Rewrite each line of the entries below as a numbered list, skipping blank lines and leaving out the pictures.

▶ **TASK INPUT**
------------------------------------

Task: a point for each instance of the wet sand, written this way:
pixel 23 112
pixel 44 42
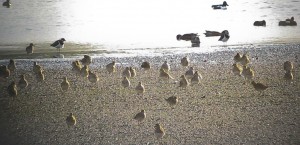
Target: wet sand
pixel 222 109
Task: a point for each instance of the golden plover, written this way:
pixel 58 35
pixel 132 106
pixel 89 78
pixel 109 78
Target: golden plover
pixel 30 48
pixel 125 82
pixel 111 67
pixel 140 89
pixel 12 89
pixel 185 61
pixel 71 120
pixel 86 60
pixel 93 78
pixel 23 83
pixel 65 85
pixel 159 131
pixel 140 116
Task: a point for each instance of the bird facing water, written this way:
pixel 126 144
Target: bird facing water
pixel 12 89
pixel 165 66
pixel 185 61
pixel 71 120
pixel 146 65
pixel 159 131
pixel 125 82
pixel 23 83
pixel 140 89
pixel 93 78
pixel 11 65
pixel 196 78
pixel 65 84
pixel 111 67
pixel 86 60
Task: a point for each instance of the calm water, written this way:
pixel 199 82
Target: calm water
pixel 144 26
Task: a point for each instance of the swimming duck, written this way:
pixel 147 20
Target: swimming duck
pixel 260 23
pixel 288 22
pixel 186 37
pixel 211 33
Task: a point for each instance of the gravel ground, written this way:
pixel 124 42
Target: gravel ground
pixel 222 109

------------------------------------

▶ **COMPLETE ANSWER**
1. Task: a point for each instance of the wet sand, written this way:
2. pixel 23 112
3. pixel 44 42
4. Target: wet sand
5. pixel 222 109
6. Task: a point for each instance of the golden plover, written this way:
7. pixel 58 35
8. pixel 132 106
9. pixel 89 78
10. pixel 109 78
11. Target: golden plover
12. pixel 30 48
13. pixel 125 82
14. pixel 111 67
15. pixel 140 89
16. pixel 12 89
17. pixel 185 61
18. pixel 71 120
19. pixel 86 60
20. pixel 93 78
21. pixel 23 83
22. pixel 65 85
23. pixel 159 131
24. pixel 140 116
25. Task: a point for each instance of the bird facing water, written this way:
26. pixel 126 144
27. Target: bird facing water
28. pixel 12 89
29. pixel 165 66
30. pixel 185 61
31. pixel 71 120
32. pixel 146 65
33. pixel 159 131
34. pixel 125 82
35. pixel 23 83
36. pixel 140 89
37. pixel 93 78
38. pixel 11 65
39. pixel 196 78
40. pixel 65 84
41. pixel 111 67
42. pixel 86 60
43. Task: a point for each instance of the calm water, written this way:
44. pixel 199 82
45. Target: calm water
46. pixel 144 26
47. Task: a point for each instance of the swimming duck, written this way:
48. pixel 147 20
49. Target: swimming duck
50. pixel 260 23
51. pixel 288 22
52. pixel 186 37
53. pixel 211 33
54. Task: a point for each instance of the gravel ground, written this way:
55. pixel 124 42
56. Target: gravel ground
57. pixel 222 109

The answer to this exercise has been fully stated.